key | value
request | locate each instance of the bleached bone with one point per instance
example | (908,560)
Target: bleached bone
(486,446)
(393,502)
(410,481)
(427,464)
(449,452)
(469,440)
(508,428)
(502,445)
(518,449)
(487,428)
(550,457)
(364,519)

-*-*-

From the data above, give every line again exactly as it appears.

Response area
key | value
request | locate each instance of the bleached bone with one point per instance
example | (908,560)
Target: bleached bone
(486,446)
(393,502)
(410,481)
(427,464)
(449,452)
(469,440)
(508,428)
(502,445)
(518,449)
(487,428)
(550,457)
(364,519)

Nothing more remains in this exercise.